Source extract:
______
Which brings back around to where we began, sort of, with fans being somewhat mad at AdHoc for not predicting Dispatch would be a success. Because it turns out fans are also mad that AdHoc hasn’t told them what it’s doing next, as far as Dispatch and a second season or sequel are concerned. “It’s the new problem, right?” says Herman. “It’s like, are you doing it? Are you not doing it?” So how seriously are they talking about it?
“As seriously as anything,” answers Shorette. “But the thing is, the tough thing is, it’s like in music: you have your whole life to write your first album and then eight months to write your second. And there’s a little bit of that feeling. We had so long with this – seven years is a lot of time. If anything, it would have been embarrassing if it was bad. I mean, you took fucking long enough! We’re taking GTA 6 amounts of time on this shit, you know – it better be good. I know we’re not going to have that amount of time for Season 2 because we want to meet the demand.”
______
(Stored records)
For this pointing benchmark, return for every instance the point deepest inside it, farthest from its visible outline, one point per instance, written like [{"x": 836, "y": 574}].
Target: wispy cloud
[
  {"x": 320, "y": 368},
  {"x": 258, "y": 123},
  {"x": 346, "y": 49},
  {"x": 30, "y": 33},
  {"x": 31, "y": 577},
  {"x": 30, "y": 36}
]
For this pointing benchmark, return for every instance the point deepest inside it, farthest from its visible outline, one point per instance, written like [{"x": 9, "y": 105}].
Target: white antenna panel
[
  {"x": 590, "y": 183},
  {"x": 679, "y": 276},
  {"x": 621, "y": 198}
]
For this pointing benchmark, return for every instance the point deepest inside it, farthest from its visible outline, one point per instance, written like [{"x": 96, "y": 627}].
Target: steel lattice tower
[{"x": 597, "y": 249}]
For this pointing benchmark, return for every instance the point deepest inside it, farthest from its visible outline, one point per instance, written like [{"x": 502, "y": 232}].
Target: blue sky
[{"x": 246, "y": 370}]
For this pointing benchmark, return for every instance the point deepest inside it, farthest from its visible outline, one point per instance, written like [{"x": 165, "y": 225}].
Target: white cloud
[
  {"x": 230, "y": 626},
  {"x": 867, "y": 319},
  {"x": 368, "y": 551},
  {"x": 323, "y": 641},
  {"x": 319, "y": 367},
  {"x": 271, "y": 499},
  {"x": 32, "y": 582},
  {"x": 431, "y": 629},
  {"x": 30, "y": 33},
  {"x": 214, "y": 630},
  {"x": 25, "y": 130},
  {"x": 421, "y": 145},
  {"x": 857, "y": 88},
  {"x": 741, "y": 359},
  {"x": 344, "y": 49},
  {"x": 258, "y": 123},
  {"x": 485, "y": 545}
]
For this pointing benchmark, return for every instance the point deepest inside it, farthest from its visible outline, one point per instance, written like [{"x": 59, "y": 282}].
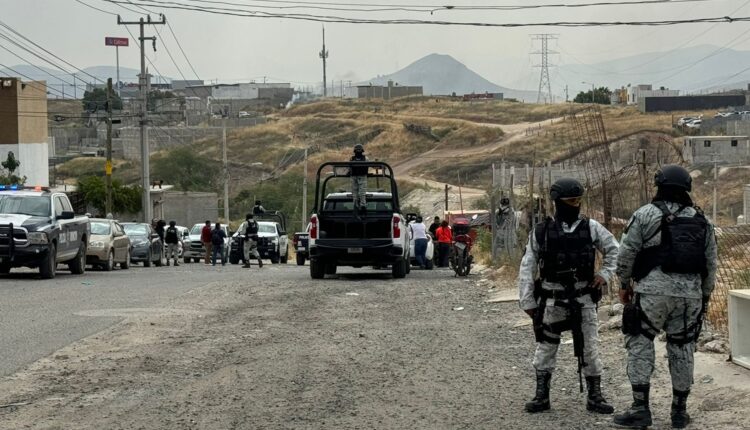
______
What this exercise asks:
1. Take the Dispatch interview excerpt from the words "Which brings back" through "talking about it?" and write that passage out again, swapping "AdHoc" for "the studio".
2. Carry the Dispatch interview excerpt forward from its final sentence.

Answers given:
1.
Which brings back around to where we began, sort of, with fans being somewhat mad at the studio for not predicting Dispatch would be a success. Because it turns out fans are also mad that the studio hasn’t told them what it’s doing next, as far as Dispatch and a second season or sequel are concerned. “It’s the new problem, right?” says Herman. “It’s like, are you doing it? Are you not doing it?” So how seriously are they talking about it?

2.
“There were zero expectations for Season 1 – external expectations,” Herman adds. “People just had to show up and enjoy it and not have a bunch of theories and stuff in their head. Season 2, if we do it, we know that’s going to be an extra challenge.”
“A lot of pressure,” adds Shorette. “It’ll be about what it’s not as much as what it is.”
The team is “days away” from sitting down and figuring out what comes next, Herman tells me, which considering I spoke to them a couple of weeks ago might already have come to pass. “We’re entering the time where we’re going to really sit down and lay those plans out,” he says. And I would be amazed – flabbergasted, even – if these plans don’t include a Dispatch Season 2.
But the studio also has that Critical Role game to make, don’t forget, though it doesn’t sound as far along as I had hoped it would be. “It’s been bubbling, simmering I would call it,” Shorette says. “It’s not full boil or anything. It probably has had pushes over the last year or so, at different points, but as Dispatch needed to get released, that took up a lot of our resources.”
Whatever the future holds for AdHoc, though, it is certainly bright. Blazingly bright, even. From a studio struggling for survival, nervous about whether the world would want a Telltale-style episodic game, AdHoc and Dispatch have become one of 2025’s most notable successes. The pressure of survival is off; the pressure of success is on. The world cannot get enough of Dispatch.